**Instructions to follow:**
The entries need to be copied exactly.

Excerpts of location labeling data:
══════════════════════════════

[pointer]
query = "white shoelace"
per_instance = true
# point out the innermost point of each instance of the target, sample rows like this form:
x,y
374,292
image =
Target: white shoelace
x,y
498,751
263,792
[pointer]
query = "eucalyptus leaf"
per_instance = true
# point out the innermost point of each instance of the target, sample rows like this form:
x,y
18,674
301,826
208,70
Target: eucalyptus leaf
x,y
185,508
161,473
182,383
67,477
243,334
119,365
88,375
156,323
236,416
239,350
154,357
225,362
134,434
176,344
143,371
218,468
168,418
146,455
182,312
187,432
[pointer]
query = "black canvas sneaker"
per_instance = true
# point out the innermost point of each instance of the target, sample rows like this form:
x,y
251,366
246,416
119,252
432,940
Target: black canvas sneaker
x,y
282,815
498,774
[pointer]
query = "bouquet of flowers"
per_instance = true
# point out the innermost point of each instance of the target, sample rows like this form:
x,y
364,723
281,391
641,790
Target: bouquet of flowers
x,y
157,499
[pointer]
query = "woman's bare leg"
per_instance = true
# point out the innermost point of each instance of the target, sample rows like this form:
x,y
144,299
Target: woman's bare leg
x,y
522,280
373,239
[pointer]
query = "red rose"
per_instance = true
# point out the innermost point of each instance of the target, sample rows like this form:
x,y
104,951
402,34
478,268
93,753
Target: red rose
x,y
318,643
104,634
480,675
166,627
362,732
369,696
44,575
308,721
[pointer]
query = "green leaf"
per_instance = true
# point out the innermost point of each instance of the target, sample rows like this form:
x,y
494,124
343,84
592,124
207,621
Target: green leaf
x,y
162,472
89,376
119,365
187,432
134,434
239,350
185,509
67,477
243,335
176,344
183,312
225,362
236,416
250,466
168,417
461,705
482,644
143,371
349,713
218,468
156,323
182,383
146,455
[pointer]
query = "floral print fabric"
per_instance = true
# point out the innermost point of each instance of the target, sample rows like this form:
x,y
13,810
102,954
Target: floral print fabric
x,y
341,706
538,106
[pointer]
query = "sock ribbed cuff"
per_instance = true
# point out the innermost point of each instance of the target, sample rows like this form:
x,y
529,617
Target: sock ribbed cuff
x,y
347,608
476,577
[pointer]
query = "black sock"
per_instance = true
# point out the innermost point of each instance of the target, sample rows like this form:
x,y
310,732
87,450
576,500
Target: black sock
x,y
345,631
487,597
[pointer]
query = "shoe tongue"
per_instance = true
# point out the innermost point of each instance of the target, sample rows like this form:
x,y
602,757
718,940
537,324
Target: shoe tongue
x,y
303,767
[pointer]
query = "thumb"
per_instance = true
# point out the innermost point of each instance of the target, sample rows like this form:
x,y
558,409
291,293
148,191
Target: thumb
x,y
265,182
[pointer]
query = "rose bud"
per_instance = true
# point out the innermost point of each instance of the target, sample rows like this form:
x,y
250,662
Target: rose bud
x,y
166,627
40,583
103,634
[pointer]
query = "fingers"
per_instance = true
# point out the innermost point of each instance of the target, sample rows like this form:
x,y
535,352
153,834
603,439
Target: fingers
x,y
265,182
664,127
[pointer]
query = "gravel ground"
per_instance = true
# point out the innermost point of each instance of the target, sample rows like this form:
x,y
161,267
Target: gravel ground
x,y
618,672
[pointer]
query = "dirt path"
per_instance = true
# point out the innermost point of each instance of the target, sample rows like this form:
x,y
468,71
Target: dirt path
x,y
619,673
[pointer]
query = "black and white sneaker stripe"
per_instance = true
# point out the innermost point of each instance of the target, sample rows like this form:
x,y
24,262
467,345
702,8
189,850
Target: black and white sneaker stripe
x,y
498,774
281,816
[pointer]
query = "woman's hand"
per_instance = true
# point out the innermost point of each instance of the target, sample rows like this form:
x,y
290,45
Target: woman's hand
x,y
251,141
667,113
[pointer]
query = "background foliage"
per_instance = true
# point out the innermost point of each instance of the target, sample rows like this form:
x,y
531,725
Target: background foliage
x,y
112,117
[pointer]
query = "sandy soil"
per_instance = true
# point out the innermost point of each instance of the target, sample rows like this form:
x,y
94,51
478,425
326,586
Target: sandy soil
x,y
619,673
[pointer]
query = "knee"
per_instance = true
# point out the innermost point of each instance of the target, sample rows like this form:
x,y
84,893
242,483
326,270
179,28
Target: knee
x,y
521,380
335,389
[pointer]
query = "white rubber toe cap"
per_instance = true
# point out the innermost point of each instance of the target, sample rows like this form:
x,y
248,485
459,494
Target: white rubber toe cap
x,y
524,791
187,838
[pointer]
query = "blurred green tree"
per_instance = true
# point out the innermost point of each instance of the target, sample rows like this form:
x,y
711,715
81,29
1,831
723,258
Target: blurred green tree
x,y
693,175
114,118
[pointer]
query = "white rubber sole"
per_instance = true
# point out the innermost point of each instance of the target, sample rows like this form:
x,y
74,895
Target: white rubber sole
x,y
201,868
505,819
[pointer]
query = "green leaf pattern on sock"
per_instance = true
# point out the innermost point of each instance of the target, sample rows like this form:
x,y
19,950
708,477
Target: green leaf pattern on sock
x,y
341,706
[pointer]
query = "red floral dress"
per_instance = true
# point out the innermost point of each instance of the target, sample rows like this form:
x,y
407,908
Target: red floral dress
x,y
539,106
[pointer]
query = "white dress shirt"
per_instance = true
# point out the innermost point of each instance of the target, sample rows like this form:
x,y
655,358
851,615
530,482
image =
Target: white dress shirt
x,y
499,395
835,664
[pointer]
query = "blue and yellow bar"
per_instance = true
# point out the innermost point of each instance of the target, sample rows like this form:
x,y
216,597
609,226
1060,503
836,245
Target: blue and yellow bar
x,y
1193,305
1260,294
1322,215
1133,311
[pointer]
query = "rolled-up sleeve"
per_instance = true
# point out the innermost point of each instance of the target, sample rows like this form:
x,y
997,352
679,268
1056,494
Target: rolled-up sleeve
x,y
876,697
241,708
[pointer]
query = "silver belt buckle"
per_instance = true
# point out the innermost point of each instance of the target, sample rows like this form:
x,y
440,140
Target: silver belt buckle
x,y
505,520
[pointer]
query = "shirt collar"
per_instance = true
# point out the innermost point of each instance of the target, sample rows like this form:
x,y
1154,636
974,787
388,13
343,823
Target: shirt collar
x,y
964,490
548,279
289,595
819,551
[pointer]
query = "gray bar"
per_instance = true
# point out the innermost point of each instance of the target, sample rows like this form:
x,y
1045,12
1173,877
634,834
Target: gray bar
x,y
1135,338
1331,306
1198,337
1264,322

══════════════════════════════

**The reply:**
[pointer]
query = "white shoelace"
per_instance = true
# point out the innermost point of each instance of the target, sample rows like this form:
x,y
374,292
image =
Target: white shoelace
x,y
498,751
263,792
[pointer]
query = "eucalyptus leaf"
per_instance = true
# point out the innermost point of each instance of the target, sample rows like this form:
x,y
18,674
301,826
208,70
Target: eucalyptus leaf
x,y
185,508
161,473
182,383
67,477
243,334
119,365
88,375
156,323
236,416
239,350
154,357
225,362
134,434
176,344
143,371
218,468
168,418
146,455
182,312
187,432
[pointer]
query = "black canvas sneaker"
per_instance = true
# point out the innermost point of each instance of the target, sample rows like this form:
x,y
251,366
246,416
119,252
432,940
Target: black canvas sneaker
x,y
282,815
498,774
[pointer]
query = "bouquet of flowers"
per_instance = true
# point out the innermost point of each instance of the target, sample rows like this form:
x,y
364,723
281,391
641,790
Target: bouquet of flowers
x,y
157,499
[pointer]
query = "woman's bare leg"
per_instance = true
# point out the innermost point of each instance of the target, sample rows like this form:
x,y
144,299
Target: woman's bare leg
x,y
522,280
373,239
[pointer]
query = "red rose"
per_instance = true
# point out the innermost point of each instance of the target, sample rows like this form:
x,y
104,951
402,34
478,268
93,753
Target: red rose
x,y
318,643
104,634
480,675
166,627
362,732
369,696
44,575
308,721
[pointer]
query = "green leaf"
per_instance = true
# point out the innermost point of each instance of the target, sample rows like this form:
x,y
494,124
343,84
592,124
207,621
Target: green leaf
x,y
162,472
89,376
119,365
187,432
134,434
239,350
185,509
67,477
243,335
176,344
183,312
225,362
236,416
250,466
168,417
461,705
482,644
143,371
349,713
218,468
156,323
182,383
146,455
[pointer]
query = "floral print fabric"
per_instance = true
# point out the innermost point of each instance of the target, sample rows like this form:
x,y
13,810
102,954
Target: floral print fabric
x,y
341,706
538,106
[pointer]
query = "sock ribbed cuff"
per_instance = true
# point out the innermost point of each instance of the target, sample rows like this form:
x,y
529,617
Target: sock ribbed cuff
x,y
347,608
476,577
[pointer]
query = "black sock"
per_instance = true
# point out the innermost point of each instance of the target, sample rows like this form:
x,y
310,732
87,450
576,500
Target: black sock
x,y
345,631
487,597
[pointer]
query = "shoe tongue"
per_instance = true
# point out the innermost point of each instance of the target, sample rows like this form:
x,y
602,757
718,940
537,324
Target: shoe tongue
x,y
303,767
[pointer]
query = "thumb"
per_instance = true
# point out the innermost point of each instance of the target, sample rows like this form:
x,y
558,409
291,293
148,191
Target: thumb
x,y
265,182
[pointer]
query = "rose bud"
per_instance = true
# point out the innermost point of each instance of the target, sample rows like this form:
x,y
250,662
Target: rose bud
x,y
166,627
40,583
103,634
[pointer]
query = "fingers"
per_instance = true
# point out the innermost point of each instance of the target, sample rows like this form:
x,y
535,352
153,834
603,439
Target: fingers
x,y
265,182
664,127
[pointer]
query = "gravel ground"
per_instance = true
# point out the innermost point of each instance of the target, sample rows like this form:
x,y
161,267
Target: gravel ground
x,y
618,672
[pointer]
query = "dirt path"
per_instance = true
# point out the innermost point of each instance of the target, sample rows like this form:
x,y
468,71
Target: dirt path
x,y
619,673
[pointer]
query = "black and white sneaker stripe"
per_instance = true
# point out the innermost point of each instance of the target, sample rows like this form:
x,y
24,262
467,345
702,8
189,850
Target: black and white sneaker stripe
x,y
498,774
281,816
[pointer]
query = "woman's hand"
per_instance = true
# point out the innermost point of each instance of the target, sample rows like this form:
x,y
290,45
Target: woman's hand
x,y
251,141
667,113
[pointer]
query = "background foliage"
per_instance = true
# point out the innermost point of each instance of the target, sample rows like this form:
x,y
531,725
Target: background foliage
x,y
112,117
[pointer]
query = "sandy soil"
per_instance = true
# point out the innermost point of each instance of the target, sample rows like this form:
x,y
94,51
478,425
326,586
Target: sandy soil
x,y
619,673
[pointer]
query = "knee"
per_instance = true
# point out the innermost point of each instance of the target, sample rows like this form:
x,y
84,893
242,483
326,270
179,28
Target: knee
x,y
521,380
335,389
[pointer]
query = "white rubber toe cap"
per_instance = true
# point out the innermost point of each instance of the target, sample rows like this form:
x,y
248,485
459,494
Target: white rubber toe cap
x,y
524,791
187,838
[pointer]
query = "blurred green tree"
per_instance = true
# point out the innermost point of each instance of the target, sample rows like this form:
x,y
711,715
81,29
1,831
723,258
Target: blurred green tree
x,y
693,175
114,118
[pointer]
query = "white rubber sole"
per_instance = true
# point out the innermost point of each instance of the target, sample rows like this form:
x,y
74,895
Target: white rubber sole
x,y
201,868
505,819
[pointer]
query = "green leaf pattern on sock"
per_instance = true
# point out the innermost point of each instance of the target, sample rows like this form:
x,y
19,950
708,477
Target: green leaf pattern on sock
x,y
341,706
[pointer]
query = "red floral dress"
per_instance = true
# point out the innermost point of each instance of the target, sample rows like this form:
x,y
407,908
Target: red floral dress
x,y
539,106
[pointer]
query = "white dress shirt"
per_instance = true
# point out the innermost point of each instance of the target, sample rows like this form:
x,y
655,358
851,615
530,482
image =
Target: white dress shirt
x,y
499,395
835,664
[pointer]
query = "blue and yellow bar"
per_instance = true
# point out the innermost point of each instance of the target, sample rows like this form:
x,y
216,597
609,226
1060,503
836,245
Target: blue and yellow bar
x,y
1193,305
1260,294
1322,215
1133,311
[pointer]
query = "rolled-up sleeve"
per_instance = true
# point out the innermost point of each instance of the target, sample rows like this form:
x,y
997,352
679,268
1056,494
Target: rolled-up sleeve
x,y
876,697
241,708
[pointer]
query = "silver belt buckle"
per_instance = true
# point out the innermost point of each instance of the target, sample rows like this form:
x,y
440,140
Target: silver belt buckle
x,y
505,520
[pointer]
query = "shirt collar"
per_instance = true
# point out the innermost point of each instance of the target, sample rows like this form:
x,y
1154,636
974,787
388,13
343,823
Target: shirt collar
x,y
964,490
548,279
289,595
819,551
[pointer]
query = "gray bar"
per_instance = true
# point out the innermost point of each instance of the target, sample rows like this form:
x,y
1045,12
1173,877
634,834
Target: gray bar
x,y
1135,338
1331,306
1198,337
1264,322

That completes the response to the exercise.